Page extract:
⁂

You have a few options that I can think of - the approach you end up with depends heavily on the point of view from which your players will see the chandelier (i.e., first person, third person top-down, side-scroll, etc)..

1. Replace each line with a cylinder. This is probably the most expensive approach for framerates in your game, as you're drawing at least 6 triangles where only a single line is needed, but this will probably give the best visual result as the number of sides in the cylinder increases.

2. Replace each line with a 2 sided rectangular polygon. If the player will be in a position to see the lines very closely, you may even want to texture a chain on the surface with transparency to make it look like a chandelier chain. The disadvantage here is if the user could walk around to the "side" of your rectangle, the chain will disappear (or at least it will become apparent that it's a 2-sided surface.

3. Do the last option of a single rectangle, but flag it in such a way that your code handles it as a billboard (if you haven't had experience with billboarding, Google for "3d billboarding" without the quotes). AC3D has a Data field associated with each object (hit F9 to bring it up while a single object is selected), which is great for sticking in hints about how to handle objects outside of AC3D.

4. Tweak the code that loads the models to handle these lines so you don't end up changing the model --- I don't know if this is an open source solution that you can modify like this...

There may be other options I'm not thinking of, but I hope this gets you started.

⁂

Entries:
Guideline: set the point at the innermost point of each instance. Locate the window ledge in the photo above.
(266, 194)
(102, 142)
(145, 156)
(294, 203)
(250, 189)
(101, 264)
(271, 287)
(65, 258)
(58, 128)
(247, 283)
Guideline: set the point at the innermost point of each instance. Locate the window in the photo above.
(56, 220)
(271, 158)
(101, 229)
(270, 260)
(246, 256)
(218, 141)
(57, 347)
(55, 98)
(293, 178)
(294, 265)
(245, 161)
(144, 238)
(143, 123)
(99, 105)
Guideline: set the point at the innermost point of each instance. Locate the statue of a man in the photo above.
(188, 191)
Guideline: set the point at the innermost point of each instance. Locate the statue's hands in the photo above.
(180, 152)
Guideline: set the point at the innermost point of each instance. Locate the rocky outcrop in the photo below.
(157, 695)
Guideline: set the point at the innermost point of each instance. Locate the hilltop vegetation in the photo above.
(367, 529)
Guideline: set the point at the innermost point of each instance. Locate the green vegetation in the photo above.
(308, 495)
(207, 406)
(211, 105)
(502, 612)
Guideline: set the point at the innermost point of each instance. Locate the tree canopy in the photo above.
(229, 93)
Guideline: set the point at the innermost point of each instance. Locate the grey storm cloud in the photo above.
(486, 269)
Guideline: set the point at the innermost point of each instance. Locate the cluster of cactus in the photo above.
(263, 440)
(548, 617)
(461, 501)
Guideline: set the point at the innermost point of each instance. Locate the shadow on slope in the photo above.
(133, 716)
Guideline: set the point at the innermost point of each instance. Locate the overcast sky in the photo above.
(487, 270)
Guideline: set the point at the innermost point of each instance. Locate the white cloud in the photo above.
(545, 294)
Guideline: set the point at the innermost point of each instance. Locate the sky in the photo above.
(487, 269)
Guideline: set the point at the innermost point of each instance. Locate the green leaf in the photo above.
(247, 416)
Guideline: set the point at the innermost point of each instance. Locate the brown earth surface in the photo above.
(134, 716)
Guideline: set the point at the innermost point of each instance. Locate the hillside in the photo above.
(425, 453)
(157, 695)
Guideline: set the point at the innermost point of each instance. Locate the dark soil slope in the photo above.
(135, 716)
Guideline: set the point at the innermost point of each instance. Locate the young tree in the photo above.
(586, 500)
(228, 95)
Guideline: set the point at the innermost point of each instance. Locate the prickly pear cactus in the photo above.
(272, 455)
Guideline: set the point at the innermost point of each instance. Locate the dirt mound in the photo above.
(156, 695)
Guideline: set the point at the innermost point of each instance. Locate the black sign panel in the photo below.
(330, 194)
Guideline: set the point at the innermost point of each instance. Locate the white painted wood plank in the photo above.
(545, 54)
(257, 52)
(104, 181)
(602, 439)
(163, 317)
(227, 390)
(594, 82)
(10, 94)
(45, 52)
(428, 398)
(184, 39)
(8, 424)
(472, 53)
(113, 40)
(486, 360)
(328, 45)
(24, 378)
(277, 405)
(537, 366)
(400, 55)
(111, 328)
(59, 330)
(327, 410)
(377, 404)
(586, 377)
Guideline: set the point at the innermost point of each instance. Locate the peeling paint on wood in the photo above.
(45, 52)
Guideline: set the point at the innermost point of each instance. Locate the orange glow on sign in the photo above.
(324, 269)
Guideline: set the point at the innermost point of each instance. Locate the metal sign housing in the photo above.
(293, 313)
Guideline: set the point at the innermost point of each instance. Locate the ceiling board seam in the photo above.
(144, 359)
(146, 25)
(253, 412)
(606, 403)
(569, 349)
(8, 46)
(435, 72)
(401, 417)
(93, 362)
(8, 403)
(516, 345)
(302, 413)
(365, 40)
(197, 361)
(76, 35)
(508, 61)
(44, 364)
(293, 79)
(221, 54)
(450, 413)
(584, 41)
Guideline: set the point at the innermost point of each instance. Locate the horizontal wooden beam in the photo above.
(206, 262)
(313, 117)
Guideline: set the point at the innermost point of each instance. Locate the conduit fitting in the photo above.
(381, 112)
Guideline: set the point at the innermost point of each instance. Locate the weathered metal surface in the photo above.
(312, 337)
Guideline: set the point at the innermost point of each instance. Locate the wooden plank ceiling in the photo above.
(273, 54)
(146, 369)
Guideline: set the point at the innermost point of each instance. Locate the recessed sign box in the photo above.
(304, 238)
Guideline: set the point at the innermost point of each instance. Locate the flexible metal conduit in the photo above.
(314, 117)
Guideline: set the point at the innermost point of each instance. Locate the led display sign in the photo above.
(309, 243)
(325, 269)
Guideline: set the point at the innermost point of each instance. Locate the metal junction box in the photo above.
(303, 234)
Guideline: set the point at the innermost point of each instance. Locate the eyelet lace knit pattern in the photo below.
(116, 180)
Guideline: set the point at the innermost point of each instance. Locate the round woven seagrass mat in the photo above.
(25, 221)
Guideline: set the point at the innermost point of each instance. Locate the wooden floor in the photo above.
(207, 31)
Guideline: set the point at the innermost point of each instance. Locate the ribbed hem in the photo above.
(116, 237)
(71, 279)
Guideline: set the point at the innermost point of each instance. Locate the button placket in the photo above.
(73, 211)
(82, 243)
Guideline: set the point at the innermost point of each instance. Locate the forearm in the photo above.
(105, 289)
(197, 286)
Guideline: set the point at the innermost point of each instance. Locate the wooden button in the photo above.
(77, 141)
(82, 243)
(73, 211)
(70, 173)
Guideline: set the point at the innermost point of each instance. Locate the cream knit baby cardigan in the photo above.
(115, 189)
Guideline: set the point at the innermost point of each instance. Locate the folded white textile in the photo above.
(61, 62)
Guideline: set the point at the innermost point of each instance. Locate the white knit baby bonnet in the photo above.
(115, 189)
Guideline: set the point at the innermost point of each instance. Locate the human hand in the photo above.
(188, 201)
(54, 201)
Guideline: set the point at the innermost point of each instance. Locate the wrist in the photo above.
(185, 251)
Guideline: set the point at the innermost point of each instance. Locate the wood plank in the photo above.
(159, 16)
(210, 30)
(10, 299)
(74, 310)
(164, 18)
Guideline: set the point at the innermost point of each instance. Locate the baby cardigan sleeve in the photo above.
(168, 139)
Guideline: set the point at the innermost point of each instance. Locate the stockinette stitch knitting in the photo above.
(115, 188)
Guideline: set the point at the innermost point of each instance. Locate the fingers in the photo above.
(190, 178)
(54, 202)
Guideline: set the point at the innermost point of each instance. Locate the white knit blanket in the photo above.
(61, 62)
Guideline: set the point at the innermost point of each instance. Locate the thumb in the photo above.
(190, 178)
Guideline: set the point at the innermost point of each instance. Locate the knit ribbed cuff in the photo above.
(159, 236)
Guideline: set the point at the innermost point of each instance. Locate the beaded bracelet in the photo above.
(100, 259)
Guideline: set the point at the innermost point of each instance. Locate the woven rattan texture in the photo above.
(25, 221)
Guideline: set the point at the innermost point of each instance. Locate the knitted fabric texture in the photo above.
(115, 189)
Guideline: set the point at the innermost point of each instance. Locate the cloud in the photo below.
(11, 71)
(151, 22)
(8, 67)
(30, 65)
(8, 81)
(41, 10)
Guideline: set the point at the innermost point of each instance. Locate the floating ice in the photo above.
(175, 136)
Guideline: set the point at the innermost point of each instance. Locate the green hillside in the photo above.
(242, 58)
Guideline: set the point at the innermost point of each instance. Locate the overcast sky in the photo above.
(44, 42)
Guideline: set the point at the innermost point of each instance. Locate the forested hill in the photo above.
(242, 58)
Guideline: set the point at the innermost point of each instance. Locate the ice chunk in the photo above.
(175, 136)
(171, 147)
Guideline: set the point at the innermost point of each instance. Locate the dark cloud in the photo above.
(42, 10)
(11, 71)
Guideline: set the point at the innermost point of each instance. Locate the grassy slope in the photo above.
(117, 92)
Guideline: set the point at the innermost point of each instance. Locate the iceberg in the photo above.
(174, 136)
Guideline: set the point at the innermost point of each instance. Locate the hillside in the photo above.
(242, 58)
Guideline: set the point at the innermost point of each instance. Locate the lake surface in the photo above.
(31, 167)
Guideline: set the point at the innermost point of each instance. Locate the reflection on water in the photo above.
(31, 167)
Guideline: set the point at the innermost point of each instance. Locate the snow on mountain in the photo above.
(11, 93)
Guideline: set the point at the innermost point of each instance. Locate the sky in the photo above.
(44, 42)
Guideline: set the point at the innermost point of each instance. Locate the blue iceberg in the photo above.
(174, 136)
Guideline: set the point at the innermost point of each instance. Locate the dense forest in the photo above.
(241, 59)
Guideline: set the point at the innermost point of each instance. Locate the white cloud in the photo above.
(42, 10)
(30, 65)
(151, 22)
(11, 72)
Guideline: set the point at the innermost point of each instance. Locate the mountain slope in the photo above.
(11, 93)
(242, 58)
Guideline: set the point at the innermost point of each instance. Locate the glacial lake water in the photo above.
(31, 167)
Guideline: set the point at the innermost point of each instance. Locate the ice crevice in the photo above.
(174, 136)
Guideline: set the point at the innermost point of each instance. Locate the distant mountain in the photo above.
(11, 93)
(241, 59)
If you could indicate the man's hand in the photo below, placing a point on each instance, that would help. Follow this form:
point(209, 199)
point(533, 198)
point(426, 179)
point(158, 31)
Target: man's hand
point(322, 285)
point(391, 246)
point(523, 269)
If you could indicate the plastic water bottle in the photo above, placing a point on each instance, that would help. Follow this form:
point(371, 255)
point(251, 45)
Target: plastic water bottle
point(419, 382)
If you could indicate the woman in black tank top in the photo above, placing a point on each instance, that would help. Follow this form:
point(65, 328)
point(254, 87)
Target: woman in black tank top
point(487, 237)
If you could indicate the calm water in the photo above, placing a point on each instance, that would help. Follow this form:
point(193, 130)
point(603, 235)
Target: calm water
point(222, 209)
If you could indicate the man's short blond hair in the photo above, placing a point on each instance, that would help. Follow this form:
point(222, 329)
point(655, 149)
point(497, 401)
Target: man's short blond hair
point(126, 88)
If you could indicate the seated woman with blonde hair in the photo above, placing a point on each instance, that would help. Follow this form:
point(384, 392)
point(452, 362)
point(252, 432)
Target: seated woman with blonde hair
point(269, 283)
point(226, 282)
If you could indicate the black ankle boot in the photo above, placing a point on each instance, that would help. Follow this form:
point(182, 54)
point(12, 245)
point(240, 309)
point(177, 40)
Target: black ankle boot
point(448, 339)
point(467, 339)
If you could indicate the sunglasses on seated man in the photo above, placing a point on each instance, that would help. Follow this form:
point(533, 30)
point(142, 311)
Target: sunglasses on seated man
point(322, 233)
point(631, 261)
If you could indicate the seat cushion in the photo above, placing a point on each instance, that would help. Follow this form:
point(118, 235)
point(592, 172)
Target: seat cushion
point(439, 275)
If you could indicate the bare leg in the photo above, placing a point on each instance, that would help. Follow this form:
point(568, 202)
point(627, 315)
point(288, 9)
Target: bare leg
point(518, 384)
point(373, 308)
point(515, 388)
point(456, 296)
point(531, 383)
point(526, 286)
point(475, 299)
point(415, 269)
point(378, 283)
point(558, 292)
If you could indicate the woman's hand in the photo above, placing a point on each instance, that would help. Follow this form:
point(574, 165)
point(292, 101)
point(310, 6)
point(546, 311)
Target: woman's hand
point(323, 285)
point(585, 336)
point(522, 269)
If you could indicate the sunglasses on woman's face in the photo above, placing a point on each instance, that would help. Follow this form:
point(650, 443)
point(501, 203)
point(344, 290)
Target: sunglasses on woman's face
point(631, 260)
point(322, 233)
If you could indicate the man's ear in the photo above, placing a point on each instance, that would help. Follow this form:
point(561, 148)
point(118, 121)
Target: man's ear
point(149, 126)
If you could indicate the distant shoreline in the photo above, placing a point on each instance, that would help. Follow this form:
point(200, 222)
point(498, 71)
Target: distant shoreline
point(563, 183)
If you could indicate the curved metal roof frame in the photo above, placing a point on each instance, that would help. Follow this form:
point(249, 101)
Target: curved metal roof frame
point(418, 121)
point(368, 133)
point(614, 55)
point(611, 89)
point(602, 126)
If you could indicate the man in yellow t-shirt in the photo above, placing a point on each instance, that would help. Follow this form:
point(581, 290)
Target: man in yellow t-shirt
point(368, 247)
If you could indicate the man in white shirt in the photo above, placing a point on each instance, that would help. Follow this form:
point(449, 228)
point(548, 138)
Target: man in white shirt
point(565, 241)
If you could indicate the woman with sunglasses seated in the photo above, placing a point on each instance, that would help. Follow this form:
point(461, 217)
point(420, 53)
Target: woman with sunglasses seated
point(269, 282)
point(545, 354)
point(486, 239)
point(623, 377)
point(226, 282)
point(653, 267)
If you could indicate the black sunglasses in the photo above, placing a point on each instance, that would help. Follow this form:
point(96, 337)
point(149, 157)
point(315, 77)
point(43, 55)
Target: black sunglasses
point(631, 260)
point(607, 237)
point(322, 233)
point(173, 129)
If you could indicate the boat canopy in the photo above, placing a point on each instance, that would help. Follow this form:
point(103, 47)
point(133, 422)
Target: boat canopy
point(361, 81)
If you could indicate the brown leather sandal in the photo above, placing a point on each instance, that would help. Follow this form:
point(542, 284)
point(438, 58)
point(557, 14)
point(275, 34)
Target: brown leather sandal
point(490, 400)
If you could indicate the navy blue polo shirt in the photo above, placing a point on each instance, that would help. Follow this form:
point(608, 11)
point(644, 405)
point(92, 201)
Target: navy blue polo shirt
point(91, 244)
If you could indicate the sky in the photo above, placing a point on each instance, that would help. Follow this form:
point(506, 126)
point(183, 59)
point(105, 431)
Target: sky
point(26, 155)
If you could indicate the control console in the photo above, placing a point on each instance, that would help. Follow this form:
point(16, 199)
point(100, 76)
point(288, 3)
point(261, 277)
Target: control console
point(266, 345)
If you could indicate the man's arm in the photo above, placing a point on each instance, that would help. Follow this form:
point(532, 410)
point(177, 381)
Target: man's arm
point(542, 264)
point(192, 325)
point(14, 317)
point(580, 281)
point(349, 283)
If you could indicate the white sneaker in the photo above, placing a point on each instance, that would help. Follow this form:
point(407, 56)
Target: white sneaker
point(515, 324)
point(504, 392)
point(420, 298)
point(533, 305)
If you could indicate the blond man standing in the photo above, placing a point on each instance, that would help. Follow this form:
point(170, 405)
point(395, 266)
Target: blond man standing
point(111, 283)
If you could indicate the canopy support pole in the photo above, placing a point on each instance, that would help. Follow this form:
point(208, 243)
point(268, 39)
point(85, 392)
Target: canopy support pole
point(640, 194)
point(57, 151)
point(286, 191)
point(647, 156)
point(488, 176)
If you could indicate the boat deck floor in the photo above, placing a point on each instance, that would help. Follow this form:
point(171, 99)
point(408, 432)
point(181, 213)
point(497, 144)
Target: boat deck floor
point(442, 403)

⁂

List of tasks:
a: From the advice on drawing chandelier lines, extract the passage from "You have a few" up to and including "top-down, side-scroll, etc)..".
b: In the advice on drawing chandelier lines, which key brings up the Data field in AC3D?

Results by task:
a:
You have a few options that I can think of - the approach you end up with depends heavily on the point of view from which your players will see the chandelier (i.e., first person, third person top-down, side-scroll, etc)..

b: F9, pressed while a single object is selected.